§ **REQUIRED ACTION**: Using the records below, copy out exactly the line that contains "If you could spot the yellow" and every line that follows it, up to and including the last, and no others.

=== EXTRACTED DATA ===

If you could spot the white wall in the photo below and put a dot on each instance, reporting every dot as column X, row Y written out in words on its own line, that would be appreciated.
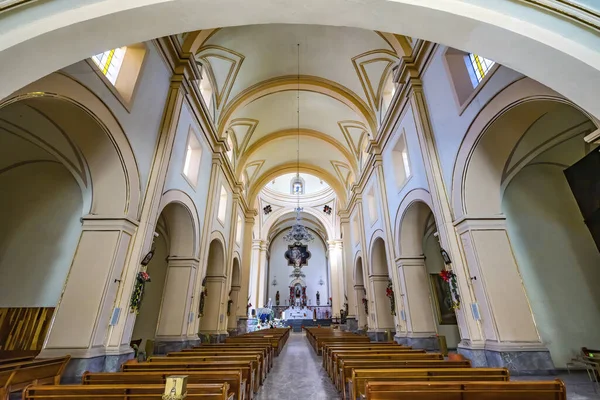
column 449, row 127
column 40, row 232
column 147, row 319
column 557, row 259
column 435, row 264
column 142, row 124
column 317, row 268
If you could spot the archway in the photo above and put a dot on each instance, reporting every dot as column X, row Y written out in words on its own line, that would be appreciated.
column 380, row 309
column 164, row 311
column 528, row 223
column 54, row 148
column 234, row 301
column 214, row 287
column 361, row 295
column 561, row 38
column 428, row 302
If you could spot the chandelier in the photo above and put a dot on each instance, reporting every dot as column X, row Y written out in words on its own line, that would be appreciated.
column 298, row 232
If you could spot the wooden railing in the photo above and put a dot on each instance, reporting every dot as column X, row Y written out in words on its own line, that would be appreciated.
column 24, row 329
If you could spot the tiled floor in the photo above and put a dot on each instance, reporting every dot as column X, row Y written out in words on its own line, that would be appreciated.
column 578, row 385
column 297, row 374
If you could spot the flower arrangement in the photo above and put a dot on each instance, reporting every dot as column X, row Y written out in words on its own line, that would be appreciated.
column 138, row 291
column 450, row 277
column 229, row 304
column 389, row 292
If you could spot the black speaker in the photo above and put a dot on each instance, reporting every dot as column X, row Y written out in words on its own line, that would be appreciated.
column 584, row 179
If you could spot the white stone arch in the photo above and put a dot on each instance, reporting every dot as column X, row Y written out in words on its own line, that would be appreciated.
column 415, row 195
column 517, row 94
column 184, row 223
column 113, row 170
column 276, row 215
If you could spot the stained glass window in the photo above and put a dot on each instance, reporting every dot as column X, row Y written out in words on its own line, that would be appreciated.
column 478, row 67
column 110, row 62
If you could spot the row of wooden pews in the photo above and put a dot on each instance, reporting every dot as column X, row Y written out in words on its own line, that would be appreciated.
column 233, row 370
column 361, row 369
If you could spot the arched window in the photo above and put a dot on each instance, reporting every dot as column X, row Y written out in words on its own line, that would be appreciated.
column 110, row 63
column 478, row 67
column 297, row 185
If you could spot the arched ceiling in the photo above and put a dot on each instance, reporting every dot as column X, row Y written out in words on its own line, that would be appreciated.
column 260, row 73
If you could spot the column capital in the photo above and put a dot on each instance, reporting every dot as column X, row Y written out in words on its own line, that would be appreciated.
column 108, row 223
column 175, row 261
column 480, row 223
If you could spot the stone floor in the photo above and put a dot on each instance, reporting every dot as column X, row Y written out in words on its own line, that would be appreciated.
column 578, row 385
column 297, row 374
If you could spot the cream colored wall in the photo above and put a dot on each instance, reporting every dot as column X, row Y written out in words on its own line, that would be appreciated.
column 147, row 319
column 40, row 210
column 449, row 127
column 557, row 257
column 435, row 264
column 418, row 178
column 141, row 124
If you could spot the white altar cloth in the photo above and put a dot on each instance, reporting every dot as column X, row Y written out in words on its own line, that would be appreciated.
column 297, row 313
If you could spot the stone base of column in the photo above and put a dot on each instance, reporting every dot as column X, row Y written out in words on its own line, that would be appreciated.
column 378, row 336
column 162, row 346
column 106, row 363
column 351, row 324
column 524, row 360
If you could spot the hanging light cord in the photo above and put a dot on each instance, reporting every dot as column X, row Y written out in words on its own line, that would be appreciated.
column 298, row 142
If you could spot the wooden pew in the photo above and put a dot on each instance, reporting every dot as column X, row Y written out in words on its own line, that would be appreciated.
column 232, row 377
column 346, row 366
column 15, row 377
column 217, row 391
column 248, row 370
column 267, row 348
column 382, row 356
column 264, row 362
column 336, row 354
column 357, row 383
column 543, row 390
column 254, row 359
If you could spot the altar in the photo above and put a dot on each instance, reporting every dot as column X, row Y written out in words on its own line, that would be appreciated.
column 297, row 313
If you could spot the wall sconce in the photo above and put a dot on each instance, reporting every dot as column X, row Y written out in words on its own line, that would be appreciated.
column 446, row 257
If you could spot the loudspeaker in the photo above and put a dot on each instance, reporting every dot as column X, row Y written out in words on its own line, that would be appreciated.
column 584, row 179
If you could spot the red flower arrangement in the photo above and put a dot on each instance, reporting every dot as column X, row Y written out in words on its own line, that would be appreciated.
column 389, row 292
column 450, row 277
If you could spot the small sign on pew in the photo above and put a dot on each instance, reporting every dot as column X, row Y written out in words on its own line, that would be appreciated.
column 175, row 387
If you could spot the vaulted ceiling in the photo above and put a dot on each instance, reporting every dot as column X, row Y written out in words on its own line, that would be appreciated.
column 259, row 74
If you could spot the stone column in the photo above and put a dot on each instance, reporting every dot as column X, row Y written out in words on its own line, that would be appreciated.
column 361, row 315
column 213, row 322
column 379, row 308
column 337, row 280
column 262, row 274
column 255, row 268
column 83, row 315
column 176, row 310
column 511, row 336
column 421, row 330
column 469, row 327
column 234, row 297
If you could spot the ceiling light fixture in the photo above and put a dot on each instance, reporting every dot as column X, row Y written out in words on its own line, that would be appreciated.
column 298, row 232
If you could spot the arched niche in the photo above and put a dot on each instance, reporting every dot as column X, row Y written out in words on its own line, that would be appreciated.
column 69, row 122
column 379, row 305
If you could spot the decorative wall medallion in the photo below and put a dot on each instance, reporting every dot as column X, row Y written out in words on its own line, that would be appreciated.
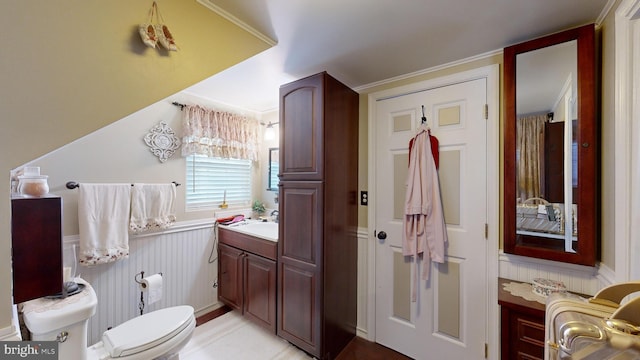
column 162, row 141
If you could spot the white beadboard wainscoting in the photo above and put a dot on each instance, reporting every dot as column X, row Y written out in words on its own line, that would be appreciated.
column 577, row 278
column 181, row 253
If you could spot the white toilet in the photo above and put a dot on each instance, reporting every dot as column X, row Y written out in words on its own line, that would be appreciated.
column 160, row 334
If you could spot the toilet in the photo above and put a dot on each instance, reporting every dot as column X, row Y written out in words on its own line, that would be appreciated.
column 159, row 334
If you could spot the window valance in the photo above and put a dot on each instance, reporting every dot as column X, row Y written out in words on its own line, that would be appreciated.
column 219, row 134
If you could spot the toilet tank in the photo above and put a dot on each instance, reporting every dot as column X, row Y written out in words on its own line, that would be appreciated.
column 65, row 320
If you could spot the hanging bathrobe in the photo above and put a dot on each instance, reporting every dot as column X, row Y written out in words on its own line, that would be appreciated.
column 424, row 232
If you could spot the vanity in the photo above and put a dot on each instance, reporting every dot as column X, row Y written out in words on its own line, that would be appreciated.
column 522, row 326
column 247, row 256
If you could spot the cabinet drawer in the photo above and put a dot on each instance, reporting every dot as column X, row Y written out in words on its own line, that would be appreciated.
column 254, row 245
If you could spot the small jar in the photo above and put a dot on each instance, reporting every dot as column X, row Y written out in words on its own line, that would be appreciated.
column 35, row 185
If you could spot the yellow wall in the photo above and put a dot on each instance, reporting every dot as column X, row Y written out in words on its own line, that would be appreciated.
column 69, row 67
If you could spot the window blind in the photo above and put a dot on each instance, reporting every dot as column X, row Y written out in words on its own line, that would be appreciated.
column 208, row 179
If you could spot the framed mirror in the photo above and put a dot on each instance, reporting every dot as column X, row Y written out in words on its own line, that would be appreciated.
column 551, row 149
column 274, row 167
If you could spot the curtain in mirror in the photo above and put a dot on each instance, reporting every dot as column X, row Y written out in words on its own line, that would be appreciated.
column 529, row 153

===

§ **ANSWER FOR THE TASK**:
If you could spot the yellow wall in the photo above and put a dot on each instance, reporting every dot as column X, row Y written out in words on its own line, that would be appreciated.
column 69, row 67
If you could spot the window blind in the photo above and put a dot on each instance, reporting every dot as column X, row Y written out in words on its own line, that would be appreciated.
column 208, row 179
If you could spot the framed mirror in the photo above and put a dot on each instance, reporting every dot as column X, row Y written out in words on its own line, that would be appreciated.
column 551, row 149
column 274, row 167
If you could spot the curtain in mirror in the photo above and put a dot on each instance, reporting every dot as column X, row Y written out in words on its own line, that would be appreciated.
column 529, row 153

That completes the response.